Shape outline entries:

━━━━━━━━━━━━━━━━━━━━━━━━━━━━━━

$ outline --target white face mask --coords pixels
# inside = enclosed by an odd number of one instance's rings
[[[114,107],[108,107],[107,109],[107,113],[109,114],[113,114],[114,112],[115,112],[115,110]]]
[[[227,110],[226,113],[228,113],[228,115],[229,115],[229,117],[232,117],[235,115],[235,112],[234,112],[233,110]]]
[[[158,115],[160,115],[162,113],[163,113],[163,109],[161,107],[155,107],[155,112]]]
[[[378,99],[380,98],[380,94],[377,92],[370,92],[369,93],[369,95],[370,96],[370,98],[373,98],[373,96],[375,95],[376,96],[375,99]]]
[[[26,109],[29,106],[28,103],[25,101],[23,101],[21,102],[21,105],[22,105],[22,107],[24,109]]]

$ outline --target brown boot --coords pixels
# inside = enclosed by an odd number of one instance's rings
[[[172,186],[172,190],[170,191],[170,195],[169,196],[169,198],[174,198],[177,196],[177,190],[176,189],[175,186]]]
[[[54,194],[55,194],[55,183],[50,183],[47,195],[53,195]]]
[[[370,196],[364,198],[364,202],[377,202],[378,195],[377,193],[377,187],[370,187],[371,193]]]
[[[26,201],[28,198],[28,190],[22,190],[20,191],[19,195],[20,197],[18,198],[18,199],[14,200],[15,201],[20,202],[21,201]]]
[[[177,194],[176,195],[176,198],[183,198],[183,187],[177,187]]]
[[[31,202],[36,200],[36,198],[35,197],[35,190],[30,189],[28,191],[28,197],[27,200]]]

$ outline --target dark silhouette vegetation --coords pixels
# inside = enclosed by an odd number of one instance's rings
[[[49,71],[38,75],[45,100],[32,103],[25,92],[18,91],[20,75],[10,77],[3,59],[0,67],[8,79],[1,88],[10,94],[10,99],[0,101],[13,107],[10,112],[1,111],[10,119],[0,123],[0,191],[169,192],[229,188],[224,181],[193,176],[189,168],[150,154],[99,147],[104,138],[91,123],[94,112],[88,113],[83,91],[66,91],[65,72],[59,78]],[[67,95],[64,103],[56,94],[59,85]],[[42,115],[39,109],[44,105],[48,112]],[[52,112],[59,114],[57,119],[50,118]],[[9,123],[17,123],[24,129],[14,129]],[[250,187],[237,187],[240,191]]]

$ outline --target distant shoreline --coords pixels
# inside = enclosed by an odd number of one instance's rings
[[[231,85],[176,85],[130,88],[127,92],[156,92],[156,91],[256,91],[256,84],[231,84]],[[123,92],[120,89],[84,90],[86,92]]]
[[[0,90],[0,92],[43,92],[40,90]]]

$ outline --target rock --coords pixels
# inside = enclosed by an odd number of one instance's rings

━━━━━━━━━━━━━━━━━━━━━━━━━━━━━━

Return all of the lines above, character for character, with nothing changed.

$ outline --target white face mask --coords pixels
# inside = enclosed by an odd number of one instance's rings
[[[114,107],[108,107],[107,109],[107,113],[109,114],[113,114],[114,112],[115,112],[115,110]]]
[[[227,110],[226,113],[228,113],[228,115],[229,115],[229,117],[232,117],[235,115],[235,112],[234,112],[233,110]]]
[[[158,115],[160,115],[162,113],[163,113],[163,109],[161,107],[155,107],[155,112]]]
[[[378,99],[380,98],[380,94],[377,92],[370,92],[369,93],[369,95],[370,96],[370,98],[373,98],[373,96],[375,95],[376,96],[375,99]]]
[[[26,109],[29,106],[28,103],[25,101],[23,101],[21,102],[21,105],[22,105],[22,107],[24,109]]]

$ outline --target brown boot --coords pixels
# inside = enclosed by an odd number of one instance's rings
[[[172,186],[172,190],[170,191],[170,195],[169,196],[169,198],[174,198],[177,196],[177,190],[176,189],[175,186]]]
[[[54,194],[55,194],[55,183],[50,183],[47,195],[53,195]]]
[[[370,196],[364,198],[364,202],[377,202],[378,195],[377,193],[377,187],[370,187],[371,193]]]
[[[26,201],[28,198],[28,190],[22,190],[20,191],[19,195],[20,197],[18,198],[18,199],[14,200],[15,201],[20,202],[21,201]]]
[[[177,194],[176,195],[176,198],[183,198],[183,187],[177,187]]]
[[[31,202],[36,200],[36,198],[35,197],[35,190],[30,189],[28,191],[28,197],[27,200]]]

$ outline --target dark silhouette vegetation --coords pixels
# inside = enclosed by an odd number of one instance's rings
[[[49,71],[38,75],[45,100],[32,103],[25,92],[18,91],[20,75],[10,77],[3,59],[0,67],[8,79],[1,88],[10,94],[10,99],[0,101],[13,107],[10,112],[1,111],[10,119],[0,123],[0,191],[169,192],[229,188],[224,181],[193,176],[189,168],[150,154],[99,147],[104,138],[91,123],[94,112],[88,113],[83,91],[66,91],[65,72],[59,78]],[[67,95],[64,103],[56,94],[59,85]],[[42,115],[39,109],[44,105],[48,112]],[[52,112],[59,114],[57,119],[50,118]],[[9,123],[17,123],[24,129],[14,129]],[[250,187],[237,187],[240,191]]]

$ outline --target distant shoreline --coords pixels
# inside = enclosed by an odd number of one instance's rings
[[[231,85],[176,85],[130,88],[127,92],[156,92],[156,91],[256,91],[256,84],[231,84]],[[123,92],[120,89],[84,90],[86,92]]]
[[[0,90],[0,92],[43,92],[40,90]]]

$ outline --target rock --coords pixels
# inside = enclosed by an odd number of one instance's rings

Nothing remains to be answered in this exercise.